## Work instructions
Produce a word-for-word restatement of the lines from the line with "The component shall indicate one point per instance of the hazy" to the end of the listing below, inclusive.
________________________
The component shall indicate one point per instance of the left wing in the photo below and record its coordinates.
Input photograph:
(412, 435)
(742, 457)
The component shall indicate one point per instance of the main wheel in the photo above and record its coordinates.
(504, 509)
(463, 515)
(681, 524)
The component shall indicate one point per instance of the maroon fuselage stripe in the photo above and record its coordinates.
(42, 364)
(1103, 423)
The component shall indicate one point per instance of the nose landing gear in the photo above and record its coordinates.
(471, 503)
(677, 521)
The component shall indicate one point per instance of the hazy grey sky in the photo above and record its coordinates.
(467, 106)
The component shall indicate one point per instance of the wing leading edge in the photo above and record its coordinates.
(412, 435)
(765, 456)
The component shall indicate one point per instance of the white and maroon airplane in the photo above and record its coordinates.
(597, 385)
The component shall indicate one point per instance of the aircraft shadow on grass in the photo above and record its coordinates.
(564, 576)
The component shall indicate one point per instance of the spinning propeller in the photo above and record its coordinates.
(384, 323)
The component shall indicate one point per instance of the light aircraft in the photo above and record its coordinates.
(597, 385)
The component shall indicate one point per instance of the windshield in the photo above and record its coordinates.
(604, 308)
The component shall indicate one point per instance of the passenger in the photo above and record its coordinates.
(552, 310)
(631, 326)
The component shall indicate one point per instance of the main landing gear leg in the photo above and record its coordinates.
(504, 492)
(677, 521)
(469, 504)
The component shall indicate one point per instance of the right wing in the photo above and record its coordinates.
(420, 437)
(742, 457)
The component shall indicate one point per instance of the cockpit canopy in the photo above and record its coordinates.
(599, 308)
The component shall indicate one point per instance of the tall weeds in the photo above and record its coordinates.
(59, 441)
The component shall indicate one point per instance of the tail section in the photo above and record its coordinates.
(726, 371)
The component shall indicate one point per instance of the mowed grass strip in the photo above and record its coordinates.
________________________
## Solution for this exercise
The component shall indicate one point per instance of the hazy grey sky in the photo above and record its coordinates.
(467, 106)
The component shall indicate one point per instance of the wing leading edge in the photo above and record its coordinates.
(412, 435)
(765, 456)
The component shall indicate one point per instance of the white and maroon airplane in the photo above and record its coordinates.
(597, 385)
The component shall indicate one point per instance of the aircraft shadow on grass in the photo above and record its coordinates.
(564, 576)
The component shall indicate one point per instance of the spinning propeller in the photo above and record its coordinates.
(384, 323)
The component shall indicate one point per instance of the light aircraft in the photo above and record its coordinates.
(597, 385)
The component shall indicate one point per instance of the windshield in the photo above and record its coordinates.
(604, 308)
The component shall indicate one point per instance of the passenger in the photo above and record its coordinates.
(552, 310)
(631, 326)
The component shall indicate one point per instance of the main landing gear leg in the photo above and record its coordinates.
(504, 492)
(677, 521)
(469, 504)
The component shall indicate one point per instance of the right wing in the photo above and record its coordinates.
(420, 437)
(742, 457)
The component shall indicate one point per instance of the cockpit canopy in the photo above and record its coordinates.
(599, 308)
The component shall indicate one point per instance of the tall weeds in the photo above and record its coordinates.
(59, 441)
The component shall indicate one point per instance of the tail section in the photo above and record its coordinates.
(726, 371)
The component shall indicate one point per instance of the mowed grass strip in the photo above and record its coordinates.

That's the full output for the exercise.